■ Written task
Transcribe the stretch of the Frankenstein class page from "Q3: Is Victor" through "he equally suspect?", word for word.

■ Source extract
-.-.-

Q2: In 1831, how does Mary Shelley try to 'sell' her novel to her readers, particularly now that the work had become popular, and her husband--as well as Byron--were both dead? Does this read like an accurate autobiographical account or an attempt to cash in on the past? 

Q3: Baldick claims that what makes Frankenstein so original--and shocking--in context with other early 19th century novels is "its starkly secular nature" (181). How does he support this, especially considering how often Shelley invokes allusion to Adam and Satan (and Paradise Lost) in her narrative. Why do you think she did this? 

Q4: According to many of these articles, can we call Mary Shelley the real author of Frankenstein? Is there compelling evidence that she had multiple co-authors, or, as people in 1818 believed, that Percy Shelley actually wrote it himself? How does authorship become a tricky proposition in terms of the multiple texts of Frankenstein

Monday, February 29, 2016

For Wednesday: Shelley, Frankenstein (finish the book!)




Answer TWO of the following...

Q1: What arguments does Victor give Walton for destroying the Creature’s incomplete mate? He was earlier moved by the Creature’s loneliness, and also agreed that the Creature’s arguments were sound. Why, at the very end, does he decide not to go through with his “engagement”? Are his reasons equally sound?

Q2: Earlier in class, we discussed the possibility that the Creature is Victor’s doppleganger, his other half which he has psychically divorced from himself. Whether or not this works, are there passages in the last few chapters that seem to support this? Or, are their passages that would change significantly if we read the Creature this way?

Q3: Is Victor a reliable narrator? Do we trust his version of events (in greater or lesser ways)? Consider passages such as, “He is eloquent and persuasive...but trust him not. His soul is as hellish as his form, full of treachery and fiendlike malice.” Related to this, is Walton’s narrative meant the story—or is he equally suspect?


Q4: In The Rime of the Ancient Mariner, the Wedding Guest is changed, becoming a “sadder and a wiser man.” What effect does Victor have on Walton? Is he changed? Redeemed? Or doomed? How closely does Shelley follow Coleridge’s example in her own work?  

Friday, February 26, 2016

For Monday: Shelley, Frankenstein, Vol.2 Ch.4 to Vol.3 Ch.3 (pp.76-125)


For Monday, be sure to read the next several chapters, at least up to or around Volume 3, Chapter 3. I won't give you any questions this time, and instead we'll do an in-class writing over a significant idea in these chapters.

ALSO: Here's a link about two upcoming biopics about Mary Shelley, each one covering her life as she meets Percy Shelley and composes Frankenstein. Won't you feel smart when you see one (or both) and can tell your movie companion, "oh, that's not accurate at all...she would have never said that!" :)

-.-.-

■ Data shown
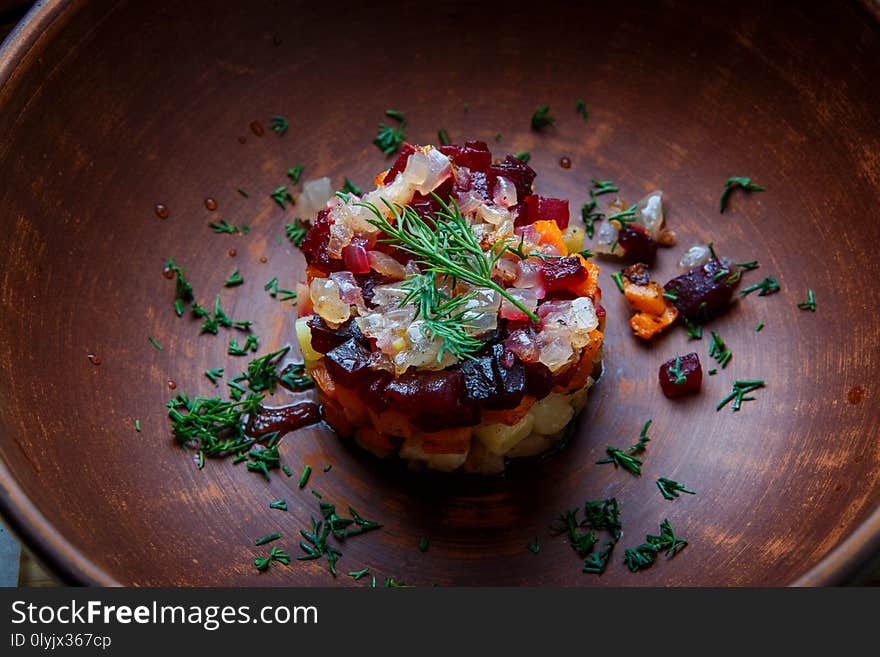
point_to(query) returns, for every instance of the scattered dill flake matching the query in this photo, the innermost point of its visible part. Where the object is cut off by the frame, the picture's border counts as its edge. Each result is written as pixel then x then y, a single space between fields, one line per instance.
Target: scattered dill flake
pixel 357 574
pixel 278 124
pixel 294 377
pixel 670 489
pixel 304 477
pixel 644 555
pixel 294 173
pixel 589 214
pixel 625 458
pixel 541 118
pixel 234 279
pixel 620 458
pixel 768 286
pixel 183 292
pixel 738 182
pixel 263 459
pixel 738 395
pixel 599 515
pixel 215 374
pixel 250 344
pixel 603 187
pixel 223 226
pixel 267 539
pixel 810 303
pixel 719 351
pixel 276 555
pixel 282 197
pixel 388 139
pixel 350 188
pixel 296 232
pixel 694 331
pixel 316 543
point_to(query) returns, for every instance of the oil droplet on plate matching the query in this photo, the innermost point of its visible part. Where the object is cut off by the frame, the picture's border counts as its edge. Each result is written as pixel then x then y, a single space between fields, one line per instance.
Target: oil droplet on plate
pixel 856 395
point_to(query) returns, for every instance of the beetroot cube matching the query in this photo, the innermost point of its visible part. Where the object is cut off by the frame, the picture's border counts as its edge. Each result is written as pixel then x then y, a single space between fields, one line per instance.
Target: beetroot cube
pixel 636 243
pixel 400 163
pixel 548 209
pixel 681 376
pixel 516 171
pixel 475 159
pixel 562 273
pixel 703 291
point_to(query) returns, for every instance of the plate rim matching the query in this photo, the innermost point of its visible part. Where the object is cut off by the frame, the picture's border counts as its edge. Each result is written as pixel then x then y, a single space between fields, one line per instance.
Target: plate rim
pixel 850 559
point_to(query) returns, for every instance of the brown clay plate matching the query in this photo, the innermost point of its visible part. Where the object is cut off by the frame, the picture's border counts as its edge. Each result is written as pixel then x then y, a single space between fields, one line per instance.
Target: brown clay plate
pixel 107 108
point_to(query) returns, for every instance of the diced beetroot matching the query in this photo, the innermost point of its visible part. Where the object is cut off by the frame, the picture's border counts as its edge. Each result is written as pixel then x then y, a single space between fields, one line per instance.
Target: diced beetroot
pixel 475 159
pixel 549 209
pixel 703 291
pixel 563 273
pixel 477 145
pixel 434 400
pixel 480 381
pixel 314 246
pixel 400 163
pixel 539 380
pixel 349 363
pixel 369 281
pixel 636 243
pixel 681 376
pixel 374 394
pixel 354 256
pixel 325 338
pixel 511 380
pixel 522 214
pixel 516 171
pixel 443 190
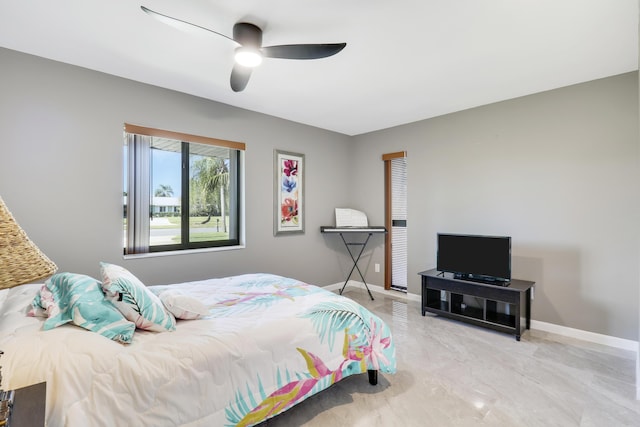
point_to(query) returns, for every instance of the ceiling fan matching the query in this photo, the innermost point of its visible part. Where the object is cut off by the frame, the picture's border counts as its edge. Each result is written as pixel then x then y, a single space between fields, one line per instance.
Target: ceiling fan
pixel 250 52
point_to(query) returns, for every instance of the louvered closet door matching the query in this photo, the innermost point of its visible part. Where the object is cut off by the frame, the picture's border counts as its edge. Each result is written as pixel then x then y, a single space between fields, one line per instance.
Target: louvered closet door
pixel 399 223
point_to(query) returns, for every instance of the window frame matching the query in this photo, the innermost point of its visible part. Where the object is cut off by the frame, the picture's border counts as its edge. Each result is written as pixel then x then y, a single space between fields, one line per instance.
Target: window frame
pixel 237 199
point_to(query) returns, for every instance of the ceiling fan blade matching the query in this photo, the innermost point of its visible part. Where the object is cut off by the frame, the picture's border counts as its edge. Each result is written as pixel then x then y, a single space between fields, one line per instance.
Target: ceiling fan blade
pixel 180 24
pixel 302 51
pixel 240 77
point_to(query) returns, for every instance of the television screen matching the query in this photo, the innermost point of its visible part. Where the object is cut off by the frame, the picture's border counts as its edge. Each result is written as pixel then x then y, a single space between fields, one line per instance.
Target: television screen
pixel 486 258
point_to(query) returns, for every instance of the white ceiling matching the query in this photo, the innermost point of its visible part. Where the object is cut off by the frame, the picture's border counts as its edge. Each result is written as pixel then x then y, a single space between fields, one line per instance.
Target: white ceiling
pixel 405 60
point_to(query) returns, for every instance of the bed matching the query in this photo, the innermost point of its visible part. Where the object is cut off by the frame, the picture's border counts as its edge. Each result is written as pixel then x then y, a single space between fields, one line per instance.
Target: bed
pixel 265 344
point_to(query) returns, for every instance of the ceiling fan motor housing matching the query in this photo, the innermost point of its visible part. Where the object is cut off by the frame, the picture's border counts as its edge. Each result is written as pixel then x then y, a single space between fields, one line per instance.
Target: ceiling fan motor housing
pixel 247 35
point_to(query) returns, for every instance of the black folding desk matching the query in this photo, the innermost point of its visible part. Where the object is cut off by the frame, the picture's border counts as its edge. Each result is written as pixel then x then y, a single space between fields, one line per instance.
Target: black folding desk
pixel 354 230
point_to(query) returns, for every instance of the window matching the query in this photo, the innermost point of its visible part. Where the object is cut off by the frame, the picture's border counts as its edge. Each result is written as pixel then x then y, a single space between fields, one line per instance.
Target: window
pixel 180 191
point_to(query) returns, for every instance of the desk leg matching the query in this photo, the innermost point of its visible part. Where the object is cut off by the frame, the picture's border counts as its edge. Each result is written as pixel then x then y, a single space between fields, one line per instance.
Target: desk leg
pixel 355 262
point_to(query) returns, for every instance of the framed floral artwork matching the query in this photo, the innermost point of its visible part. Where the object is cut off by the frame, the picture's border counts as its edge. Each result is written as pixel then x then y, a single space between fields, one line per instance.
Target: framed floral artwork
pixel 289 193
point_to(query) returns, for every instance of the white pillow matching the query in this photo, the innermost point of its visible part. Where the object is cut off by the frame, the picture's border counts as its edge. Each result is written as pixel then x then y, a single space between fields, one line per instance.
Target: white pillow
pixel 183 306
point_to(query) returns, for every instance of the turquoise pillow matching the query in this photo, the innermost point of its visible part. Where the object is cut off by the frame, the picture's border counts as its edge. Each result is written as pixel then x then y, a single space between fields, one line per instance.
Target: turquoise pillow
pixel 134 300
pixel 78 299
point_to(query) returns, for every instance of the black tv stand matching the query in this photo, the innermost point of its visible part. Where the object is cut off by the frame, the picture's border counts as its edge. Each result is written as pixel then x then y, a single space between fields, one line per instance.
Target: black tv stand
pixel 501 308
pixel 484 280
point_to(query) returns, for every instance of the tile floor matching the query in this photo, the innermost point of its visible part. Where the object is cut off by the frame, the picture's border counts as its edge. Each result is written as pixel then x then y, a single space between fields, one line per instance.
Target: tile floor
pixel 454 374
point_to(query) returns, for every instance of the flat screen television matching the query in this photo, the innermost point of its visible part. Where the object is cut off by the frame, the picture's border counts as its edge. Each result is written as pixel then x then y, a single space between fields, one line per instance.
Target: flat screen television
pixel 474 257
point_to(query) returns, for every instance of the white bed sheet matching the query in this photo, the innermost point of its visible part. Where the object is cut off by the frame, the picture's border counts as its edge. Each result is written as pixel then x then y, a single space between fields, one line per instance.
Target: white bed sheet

-.-.-

■ Worked solution
Q3: Is Victor a reliable narrator? Do we trust his version of events (in greater or lesser ways)? Consider passages such as, “He is eloquent and persuasive...but trust him not. His soul is as hellish as his form, full of treachery and fiendlike malice.” Related to this, is Walton’s narrative meant the story—or is he equally suspect?